▶ Requirement: Say how many lines in the data below contain the word "wall". Give only the number.

▶ Records supplied:

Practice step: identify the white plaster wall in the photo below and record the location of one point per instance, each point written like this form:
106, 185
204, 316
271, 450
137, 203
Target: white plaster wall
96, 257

▶ Solution: 2